§ **The problem**:
The records should be restated exactly from their first line through the line with "negative clicks: (330, 276) (415, 305)" in it.
- Opening Delimiter -
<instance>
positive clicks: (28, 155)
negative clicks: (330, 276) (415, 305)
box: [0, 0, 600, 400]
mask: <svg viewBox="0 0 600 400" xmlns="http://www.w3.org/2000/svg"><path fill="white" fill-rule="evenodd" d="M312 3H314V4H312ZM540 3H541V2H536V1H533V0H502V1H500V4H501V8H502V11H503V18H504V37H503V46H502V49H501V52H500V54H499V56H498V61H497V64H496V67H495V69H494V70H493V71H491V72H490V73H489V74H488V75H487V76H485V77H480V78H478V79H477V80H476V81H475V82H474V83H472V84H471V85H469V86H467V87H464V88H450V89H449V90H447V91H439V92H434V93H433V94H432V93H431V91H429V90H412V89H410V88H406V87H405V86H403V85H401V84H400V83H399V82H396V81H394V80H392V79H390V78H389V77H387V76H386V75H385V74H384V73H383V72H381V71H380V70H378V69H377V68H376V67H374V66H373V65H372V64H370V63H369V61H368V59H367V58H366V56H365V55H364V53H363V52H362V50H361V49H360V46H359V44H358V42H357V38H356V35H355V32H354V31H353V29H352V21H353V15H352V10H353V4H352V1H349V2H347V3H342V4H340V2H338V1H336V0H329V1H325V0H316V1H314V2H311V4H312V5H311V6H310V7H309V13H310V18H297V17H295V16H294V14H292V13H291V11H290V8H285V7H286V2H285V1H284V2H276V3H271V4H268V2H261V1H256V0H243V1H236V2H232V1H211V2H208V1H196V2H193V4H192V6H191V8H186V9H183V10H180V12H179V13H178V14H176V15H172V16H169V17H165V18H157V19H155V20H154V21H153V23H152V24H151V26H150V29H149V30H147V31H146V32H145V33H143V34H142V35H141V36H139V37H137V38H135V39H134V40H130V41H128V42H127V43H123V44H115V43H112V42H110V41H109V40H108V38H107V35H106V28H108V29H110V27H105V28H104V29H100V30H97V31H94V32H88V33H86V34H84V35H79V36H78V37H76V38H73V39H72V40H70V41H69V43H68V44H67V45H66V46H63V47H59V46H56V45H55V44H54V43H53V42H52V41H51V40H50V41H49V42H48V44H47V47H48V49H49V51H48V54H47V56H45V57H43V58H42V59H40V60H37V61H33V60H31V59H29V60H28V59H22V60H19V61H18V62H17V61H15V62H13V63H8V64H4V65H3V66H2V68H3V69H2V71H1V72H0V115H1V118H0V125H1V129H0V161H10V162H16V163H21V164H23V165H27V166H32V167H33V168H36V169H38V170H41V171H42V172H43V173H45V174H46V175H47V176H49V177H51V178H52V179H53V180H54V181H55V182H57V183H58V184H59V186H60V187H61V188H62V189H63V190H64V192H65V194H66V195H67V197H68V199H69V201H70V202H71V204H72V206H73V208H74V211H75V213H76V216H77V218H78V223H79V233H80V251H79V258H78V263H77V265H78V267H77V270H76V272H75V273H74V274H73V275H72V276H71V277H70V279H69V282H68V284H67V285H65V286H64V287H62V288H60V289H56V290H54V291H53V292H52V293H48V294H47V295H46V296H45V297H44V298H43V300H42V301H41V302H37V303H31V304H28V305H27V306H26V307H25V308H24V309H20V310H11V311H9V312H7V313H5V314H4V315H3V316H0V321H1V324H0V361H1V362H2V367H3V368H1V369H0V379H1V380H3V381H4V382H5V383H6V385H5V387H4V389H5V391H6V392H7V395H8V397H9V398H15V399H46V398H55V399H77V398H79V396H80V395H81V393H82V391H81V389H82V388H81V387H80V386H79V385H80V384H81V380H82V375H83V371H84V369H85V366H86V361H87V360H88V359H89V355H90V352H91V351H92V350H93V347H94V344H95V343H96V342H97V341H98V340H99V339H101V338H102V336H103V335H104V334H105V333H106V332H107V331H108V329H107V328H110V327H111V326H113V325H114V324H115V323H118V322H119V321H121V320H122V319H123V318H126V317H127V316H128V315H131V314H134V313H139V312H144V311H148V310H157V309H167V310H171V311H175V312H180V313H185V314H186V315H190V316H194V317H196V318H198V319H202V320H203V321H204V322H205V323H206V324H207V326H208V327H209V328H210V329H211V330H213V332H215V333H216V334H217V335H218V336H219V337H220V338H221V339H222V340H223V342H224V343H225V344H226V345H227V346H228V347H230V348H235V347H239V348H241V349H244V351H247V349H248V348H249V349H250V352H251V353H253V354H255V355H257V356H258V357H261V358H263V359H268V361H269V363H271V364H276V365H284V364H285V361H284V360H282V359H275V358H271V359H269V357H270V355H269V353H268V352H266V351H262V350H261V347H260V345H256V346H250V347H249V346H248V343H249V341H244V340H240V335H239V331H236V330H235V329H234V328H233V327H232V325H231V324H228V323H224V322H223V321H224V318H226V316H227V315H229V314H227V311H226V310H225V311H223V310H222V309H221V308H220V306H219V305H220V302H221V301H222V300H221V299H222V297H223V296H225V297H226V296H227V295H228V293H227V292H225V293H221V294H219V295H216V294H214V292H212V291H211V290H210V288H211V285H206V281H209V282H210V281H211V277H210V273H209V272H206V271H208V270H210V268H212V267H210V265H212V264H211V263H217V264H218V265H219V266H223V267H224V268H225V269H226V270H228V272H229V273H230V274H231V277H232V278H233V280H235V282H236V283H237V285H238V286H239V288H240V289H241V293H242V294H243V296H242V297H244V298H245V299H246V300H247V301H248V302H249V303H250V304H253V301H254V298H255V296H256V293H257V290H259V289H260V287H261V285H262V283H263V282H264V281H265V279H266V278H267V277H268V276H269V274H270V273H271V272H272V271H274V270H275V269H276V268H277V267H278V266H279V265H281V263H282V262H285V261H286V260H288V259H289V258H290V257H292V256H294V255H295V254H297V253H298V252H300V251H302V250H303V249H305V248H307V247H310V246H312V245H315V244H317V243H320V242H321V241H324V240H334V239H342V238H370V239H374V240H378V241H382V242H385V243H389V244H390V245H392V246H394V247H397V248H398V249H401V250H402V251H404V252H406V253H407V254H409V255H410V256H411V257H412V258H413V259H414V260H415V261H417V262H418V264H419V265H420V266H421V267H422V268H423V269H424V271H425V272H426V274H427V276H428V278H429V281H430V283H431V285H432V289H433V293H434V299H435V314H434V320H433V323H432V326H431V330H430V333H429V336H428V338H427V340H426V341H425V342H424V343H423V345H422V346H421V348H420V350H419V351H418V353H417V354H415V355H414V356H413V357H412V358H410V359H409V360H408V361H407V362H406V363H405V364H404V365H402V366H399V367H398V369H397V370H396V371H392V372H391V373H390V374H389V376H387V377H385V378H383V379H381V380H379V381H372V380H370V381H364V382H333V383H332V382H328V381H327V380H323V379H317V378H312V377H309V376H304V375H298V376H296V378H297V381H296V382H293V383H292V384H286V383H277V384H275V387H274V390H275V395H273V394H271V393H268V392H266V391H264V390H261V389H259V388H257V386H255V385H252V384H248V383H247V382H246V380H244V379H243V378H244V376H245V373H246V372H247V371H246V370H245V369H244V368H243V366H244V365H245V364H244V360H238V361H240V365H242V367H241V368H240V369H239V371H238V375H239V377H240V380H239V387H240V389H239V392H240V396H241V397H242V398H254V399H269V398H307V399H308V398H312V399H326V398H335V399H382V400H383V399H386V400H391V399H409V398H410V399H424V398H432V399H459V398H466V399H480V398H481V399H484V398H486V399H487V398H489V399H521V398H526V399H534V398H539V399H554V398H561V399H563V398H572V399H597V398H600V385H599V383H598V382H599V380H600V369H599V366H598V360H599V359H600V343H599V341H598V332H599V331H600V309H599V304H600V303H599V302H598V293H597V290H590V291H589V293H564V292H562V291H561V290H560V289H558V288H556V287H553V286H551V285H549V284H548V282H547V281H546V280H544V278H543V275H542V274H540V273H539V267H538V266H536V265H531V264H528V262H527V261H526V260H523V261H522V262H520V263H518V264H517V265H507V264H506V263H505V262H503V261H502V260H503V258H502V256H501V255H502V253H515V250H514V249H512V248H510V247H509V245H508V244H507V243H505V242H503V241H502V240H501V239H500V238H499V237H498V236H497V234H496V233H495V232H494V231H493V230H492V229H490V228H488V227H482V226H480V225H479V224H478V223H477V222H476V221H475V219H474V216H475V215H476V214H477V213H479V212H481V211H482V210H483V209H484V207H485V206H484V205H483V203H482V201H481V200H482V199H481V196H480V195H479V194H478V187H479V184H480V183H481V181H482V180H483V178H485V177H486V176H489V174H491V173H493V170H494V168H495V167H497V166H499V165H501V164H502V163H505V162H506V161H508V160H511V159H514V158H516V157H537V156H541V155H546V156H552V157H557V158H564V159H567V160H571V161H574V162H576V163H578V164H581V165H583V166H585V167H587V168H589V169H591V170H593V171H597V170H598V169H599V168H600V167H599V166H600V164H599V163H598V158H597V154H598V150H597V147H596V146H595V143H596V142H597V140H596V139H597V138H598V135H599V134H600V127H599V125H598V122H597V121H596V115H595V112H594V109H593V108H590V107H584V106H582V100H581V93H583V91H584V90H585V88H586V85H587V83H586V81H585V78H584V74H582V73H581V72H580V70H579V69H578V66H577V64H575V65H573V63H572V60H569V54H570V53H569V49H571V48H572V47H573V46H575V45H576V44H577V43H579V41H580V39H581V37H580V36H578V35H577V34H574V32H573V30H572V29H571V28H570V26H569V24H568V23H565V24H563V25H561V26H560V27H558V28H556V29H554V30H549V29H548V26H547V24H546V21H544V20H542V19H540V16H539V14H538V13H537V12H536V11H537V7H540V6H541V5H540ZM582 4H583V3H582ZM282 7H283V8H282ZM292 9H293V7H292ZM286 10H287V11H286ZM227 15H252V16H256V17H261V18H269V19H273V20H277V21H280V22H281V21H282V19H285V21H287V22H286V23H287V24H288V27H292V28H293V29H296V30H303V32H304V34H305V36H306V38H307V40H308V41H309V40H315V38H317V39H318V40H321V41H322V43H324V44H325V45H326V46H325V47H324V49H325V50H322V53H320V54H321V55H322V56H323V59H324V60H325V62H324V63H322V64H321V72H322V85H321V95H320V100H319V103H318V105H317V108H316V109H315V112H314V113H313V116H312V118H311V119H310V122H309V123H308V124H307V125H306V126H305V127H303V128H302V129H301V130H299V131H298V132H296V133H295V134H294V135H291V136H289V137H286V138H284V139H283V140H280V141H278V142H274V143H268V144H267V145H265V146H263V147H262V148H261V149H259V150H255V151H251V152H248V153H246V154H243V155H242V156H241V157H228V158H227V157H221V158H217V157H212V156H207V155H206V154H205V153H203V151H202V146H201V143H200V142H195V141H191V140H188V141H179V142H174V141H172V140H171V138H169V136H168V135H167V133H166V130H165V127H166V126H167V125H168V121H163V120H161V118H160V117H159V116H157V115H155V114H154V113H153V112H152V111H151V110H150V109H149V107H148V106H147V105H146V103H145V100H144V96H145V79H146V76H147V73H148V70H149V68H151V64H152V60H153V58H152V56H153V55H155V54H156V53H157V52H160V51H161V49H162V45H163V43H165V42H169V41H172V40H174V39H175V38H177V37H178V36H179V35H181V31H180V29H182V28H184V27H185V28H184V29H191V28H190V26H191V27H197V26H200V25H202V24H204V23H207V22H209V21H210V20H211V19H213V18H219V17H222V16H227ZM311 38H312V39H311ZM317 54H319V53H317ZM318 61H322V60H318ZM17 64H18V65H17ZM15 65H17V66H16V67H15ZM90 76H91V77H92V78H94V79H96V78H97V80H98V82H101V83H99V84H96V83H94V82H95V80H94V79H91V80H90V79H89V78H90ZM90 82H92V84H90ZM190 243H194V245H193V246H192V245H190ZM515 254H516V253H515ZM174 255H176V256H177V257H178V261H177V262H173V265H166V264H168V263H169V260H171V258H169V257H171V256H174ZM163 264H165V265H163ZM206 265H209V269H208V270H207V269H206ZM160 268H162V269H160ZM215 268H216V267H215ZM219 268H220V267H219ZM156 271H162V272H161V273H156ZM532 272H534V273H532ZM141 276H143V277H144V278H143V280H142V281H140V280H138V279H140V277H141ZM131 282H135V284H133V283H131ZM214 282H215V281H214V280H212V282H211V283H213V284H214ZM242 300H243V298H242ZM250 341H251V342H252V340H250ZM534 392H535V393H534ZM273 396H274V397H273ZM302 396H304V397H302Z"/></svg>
- Closing Delimiter -
§ **Task solution**:
<instance>
positive clicks: (28, 155)
negative clicks: (330, 276) (415, 305)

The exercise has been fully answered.